Barry Bradlyn receives NSF CAREER Award

Siv Schwink for Illinois Physics
6/30/2020

Illinois Physics Professor Barry Bradlyn. Photo by Fred Zwicky, University of Illinois at Urbana-Champaign
Illinois Physics Professor Barry Bradlyn. Photo by Fred Zwicky, University of Illinois at Urbana-Champaign
Illinois Physics Assistant Professor Barry Bradlyn has been selected for a 2020 National Science Foundation CAREER (Faculty Early Career Development) Award. This award is conferred annually in support of junior faculty who excel in the role of teacher-scholars by integrating outstanding research programs with excellent educational programs. Receipt of this award also reflects great promise for a lifetime of leadership within the recipients’ respective fields.

Bradlyn is a theoretical condensed matter physicist whose work studying the novel quantum properties inherent in topological insulators and topological semimetals has already shed new light on these extraordinary systems. Among his contributions, he developed a real-space formulation of topological band theory, allowing for the prediction of many new topological insulators and semimetals.

Topology is the mathematical concept that quantum properties are conserved even when the shape of a material is contorted or stretched. Over the last decade, physicists have made great strides in understanding the bizarre emergent quantum phenomena in topological materials, including the ability of some classical insulators to carry electrical current without resistance along their edges.
--------
- _YOUR OBJECTIVE_
Continue the article about Barry Bradlyn's NSF CAREER Award, starting after its final sentence.

- _RECORDS_
--------
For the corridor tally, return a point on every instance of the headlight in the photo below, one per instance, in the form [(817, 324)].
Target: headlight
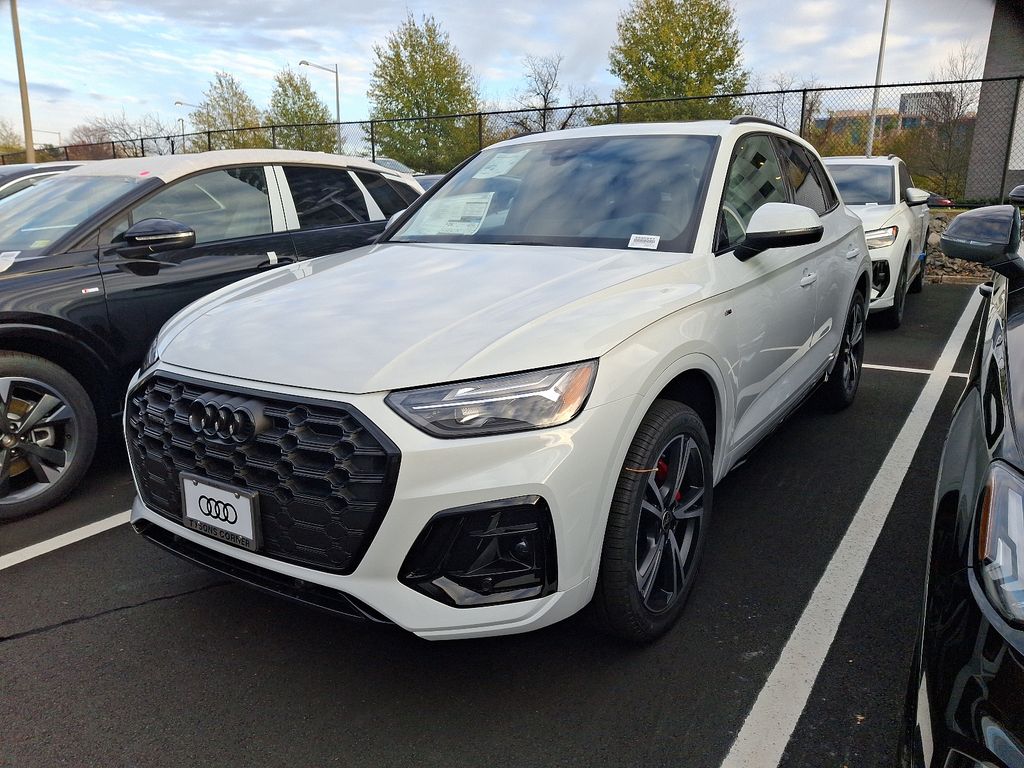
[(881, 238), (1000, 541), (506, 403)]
--------
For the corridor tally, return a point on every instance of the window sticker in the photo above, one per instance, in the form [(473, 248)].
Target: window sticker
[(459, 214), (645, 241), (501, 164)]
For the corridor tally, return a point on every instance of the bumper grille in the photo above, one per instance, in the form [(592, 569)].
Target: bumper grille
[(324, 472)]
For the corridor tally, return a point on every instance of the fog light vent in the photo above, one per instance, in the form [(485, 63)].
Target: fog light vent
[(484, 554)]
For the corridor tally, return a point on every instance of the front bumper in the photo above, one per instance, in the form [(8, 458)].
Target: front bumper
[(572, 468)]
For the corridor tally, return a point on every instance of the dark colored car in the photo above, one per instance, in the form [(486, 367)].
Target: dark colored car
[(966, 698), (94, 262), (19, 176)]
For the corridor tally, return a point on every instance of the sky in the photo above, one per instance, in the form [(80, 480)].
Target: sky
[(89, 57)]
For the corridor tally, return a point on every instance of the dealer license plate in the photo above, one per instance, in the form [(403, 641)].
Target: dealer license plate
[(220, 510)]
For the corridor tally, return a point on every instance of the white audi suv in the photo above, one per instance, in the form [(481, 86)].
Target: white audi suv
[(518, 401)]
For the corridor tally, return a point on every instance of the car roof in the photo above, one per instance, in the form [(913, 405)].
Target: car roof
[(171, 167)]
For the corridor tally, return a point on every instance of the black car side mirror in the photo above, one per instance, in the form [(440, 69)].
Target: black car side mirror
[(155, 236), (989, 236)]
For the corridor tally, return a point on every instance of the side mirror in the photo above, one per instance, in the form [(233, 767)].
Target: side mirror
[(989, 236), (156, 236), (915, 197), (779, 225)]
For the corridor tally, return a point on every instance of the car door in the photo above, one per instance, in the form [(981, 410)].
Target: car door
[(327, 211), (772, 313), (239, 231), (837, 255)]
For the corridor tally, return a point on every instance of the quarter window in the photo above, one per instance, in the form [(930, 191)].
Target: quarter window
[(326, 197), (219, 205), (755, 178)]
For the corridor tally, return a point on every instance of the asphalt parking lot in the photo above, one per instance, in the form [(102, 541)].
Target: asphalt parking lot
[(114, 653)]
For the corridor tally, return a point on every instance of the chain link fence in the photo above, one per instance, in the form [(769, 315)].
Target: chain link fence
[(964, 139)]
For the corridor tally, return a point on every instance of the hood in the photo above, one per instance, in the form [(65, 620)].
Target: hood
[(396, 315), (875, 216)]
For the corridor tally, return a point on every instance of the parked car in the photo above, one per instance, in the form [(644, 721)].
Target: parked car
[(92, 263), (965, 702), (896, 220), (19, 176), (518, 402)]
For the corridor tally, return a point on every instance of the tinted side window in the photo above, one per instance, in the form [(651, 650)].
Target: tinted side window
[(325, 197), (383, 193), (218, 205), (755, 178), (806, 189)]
--------
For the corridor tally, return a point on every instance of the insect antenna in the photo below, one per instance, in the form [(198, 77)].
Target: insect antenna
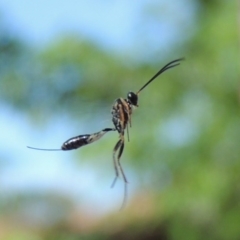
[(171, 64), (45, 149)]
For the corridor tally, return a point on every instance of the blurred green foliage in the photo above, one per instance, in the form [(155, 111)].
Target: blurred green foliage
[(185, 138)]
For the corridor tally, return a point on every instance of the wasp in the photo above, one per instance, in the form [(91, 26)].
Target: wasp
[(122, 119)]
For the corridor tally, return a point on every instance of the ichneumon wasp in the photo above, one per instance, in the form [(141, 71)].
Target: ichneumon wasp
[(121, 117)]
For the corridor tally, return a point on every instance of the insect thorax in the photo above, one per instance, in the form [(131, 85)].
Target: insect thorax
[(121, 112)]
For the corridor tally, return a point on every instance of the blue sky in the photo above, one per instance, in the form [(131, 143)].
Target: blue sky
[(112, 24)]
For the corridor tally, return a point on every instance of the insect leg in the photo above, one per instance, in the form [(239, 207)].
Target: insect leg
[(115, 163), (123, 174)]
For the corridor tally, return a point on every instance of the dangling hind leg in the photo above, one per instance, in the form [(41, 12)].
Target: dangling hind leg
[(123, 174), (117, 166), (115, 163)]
--------
- _EXERCISE ANSWER_
Because topology is robust, it has great potential for new technologies, especially in classical-computing and quantum-computing hardware. But many obstacles to our understanding of topological materials still stand in the way of developing such technologies.

Bradlyn’s CAREER Award will support a project titled, “Topology and Geometry in Condensed Matter Systems.” Bradlyn and his research team will use symmetries to characterize properties of topological materials through their interactions with external probes, such as light and magnetic fields. Examining the interplay between crystal symmetries and electron-electron interactions in these materials will enable Bradlyn’s team to discover new examples of topology in existing materials and to design new topological materials. This work has strong implications for advances in quantum computing.

Bradlyn’s CAREER Award will additionally support education in quantum science through the development of an advanced graduate course at Illinois Physics on Berry phases and topology in electronic structure. The grant will also support training of undergraduate researchers on his team in theoretical physics and quantum information science. Furthermore, the grant will provide support for an outreach plan that uses techniques from statistical physics to study online harassment and its spread across social media platforms, demonstrating the applications of physics to data science.

Bradlyn is a member of the Institute for Condensed Matter Physics and of the Illinois Quantum Information Science and Technology Center, both at the University of Illinois at Urbana-Champaign. He is a recipient of the Alfred P. Sloan Foundation Research Fellowship (2020). He is the very first Illinois faculty member ever to receive the McMillan Award (2019), presented annually by Illinois Physics to an outstanding early-career condensed matter physicist working anywhere in the world.

Bradlyn received a bachelor’s degree in physics from the Massachusetts Institute of Technology in 2009 and a doctoral degree in physics from Yale University in 2015. From 2015 to 2018, he held a postdoctoral research position at the Princeton Center for Theoretical Science, before joining the faculty at Illinois Physics in 2018.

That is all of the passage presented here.